Things to do |
[A] In the discussion of duality, the writer lists several kinds of account after the words "or any other". Name each kind of account in that list.
[B] In the discussion of duality, what does Lao-Tsu say is the essence of Tao?
[C] Proceed with the discussion of duality and nondual cosmology, starting after its final sentence.

Given passage |
----------------------------------------

I think it is clear from human history, that to the extent that humans think for themselves, their condition greatly improves.
Hmm. I don't find this to be at all clear. But perhaps I'm reading the wrong meaning into the sentence.

In my view, all the discussions surrounding the notion of duality are nothing but sophism.
Great. At last we have something we can really disagree about.

I don't think anything can be learned or gained by precisely defining 'dualism' and then taking stands on implications of that definition. That is not to say that there aren't logical problems (which I think you might call metaphysical) with any proposal for cosmic origins. In fact, as i have consistently said, I maintain that each and every proposed explanation for the origin of reality, whether it is string theory, religious creationism, some mythical epic account, or any other philosophical, religious, fictional, mythical, whimsical, logical, or psychological account, will have exactly the same problem: whether reality had a beginning or not, and if so, how did it get started, and if not how can we explain its existence.
This is just the point. These problems do not arise is nondual cosmologies. Lao-Tsu, the Buddha, Spencer Brown et al, they all claim to know the truth about our origins. Indeed, knowing this is necessary as a basis for knowing anything much, according to the mystics, for to know what one is one has to know how one originates. As Lao-Tsu says, knowing the ancient beginnings is the essence of Tao.

As you said, the concept of duality plays no part in My view of reality and I don't think it ever will.

----------------------------------------

Record set |

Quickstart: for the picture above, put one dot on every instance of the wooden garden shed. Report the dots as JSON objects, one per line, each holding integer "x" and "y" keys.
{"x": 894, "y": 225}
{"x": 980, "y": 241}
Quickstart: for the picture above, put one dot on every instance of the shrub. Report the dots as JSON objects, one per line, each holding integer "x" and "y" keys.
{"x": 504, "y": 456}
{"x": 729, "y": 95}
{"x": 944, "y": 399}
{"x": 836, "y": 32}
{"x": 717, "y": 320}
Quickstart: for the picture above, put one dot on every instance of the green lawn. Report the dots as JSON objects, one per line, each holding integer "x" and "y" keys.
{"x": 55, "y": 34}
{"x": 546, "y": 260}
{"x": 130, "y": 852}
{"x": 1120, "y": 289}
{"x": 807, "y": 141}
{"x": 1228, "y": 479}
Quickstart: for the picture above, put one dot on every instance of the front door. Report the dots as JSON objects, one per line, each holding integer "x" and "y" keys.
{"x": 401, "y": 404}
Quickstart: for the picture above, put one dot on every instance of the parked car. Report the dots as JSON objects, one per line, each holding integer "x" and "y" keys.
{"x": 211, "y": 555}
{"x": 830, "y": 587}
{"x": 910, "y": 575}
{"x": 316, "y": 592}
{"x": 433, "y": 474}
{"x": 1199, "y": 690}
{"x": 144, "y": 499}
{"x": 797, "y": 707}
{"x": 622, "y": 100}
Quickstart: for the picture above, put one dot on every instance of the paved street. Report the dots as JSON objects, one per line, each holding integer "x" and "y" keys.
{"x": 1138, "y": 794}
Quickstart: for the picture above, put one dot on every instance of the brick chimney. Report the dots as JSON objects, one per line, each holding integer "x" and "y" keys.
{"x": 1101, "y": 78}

----------------------------------------

Task-by-task answers |
[A] philosophical, religious, fictional, mythical, whimsical, logical, psychological

[B] Knowing the ancient beginnings is the essence of Tao.

[C]
Wanna bet? You won't be able to explore Buddhism and yet avoid this issue, It is the key to everything. Buddhism is sometimes called the 'Middle Way' view. The reason for this cannot be understood without an understanding of duality and nonduality.

For example, to understand Buddhist docrine it is necessary to understand the nonduality of Samsara and Nirvana, the unity of appearances and reality. And only by understanding nonduality is it possible to see how metaphysical questions like "Did the universe have a beginning or not?" can be resolved. Crucially, the central mystical experience is one of nonduality, and it is the principle or fact of nonduality that lies at the heart of the mystical doctrine.

"If we ask definitely ‘What is Brahman?’ the answer in modern terms would be: ‘Brahman cannot be defined because it is Infinite. It is beyond thought and beyond imagination. It is nothing in the mind and nothing outside the mind, nothing past, present or future. These are only conceptions in time and space. But the nearest conception of Brahman we can have is to say that it is a state of consciousness beyond time when SAT, CIT and, ANANDA, Being and Consciousness and Joy are ONE.’ We thus have the Mandukya Upanishad that explains the paradox that Brahman is all, and Brahman is nothing, or no-thing."

Translators Introduction (xl)
The Bhagavad Gita
(Trans. Juan Macaró, Penguin, 2003 (xviii))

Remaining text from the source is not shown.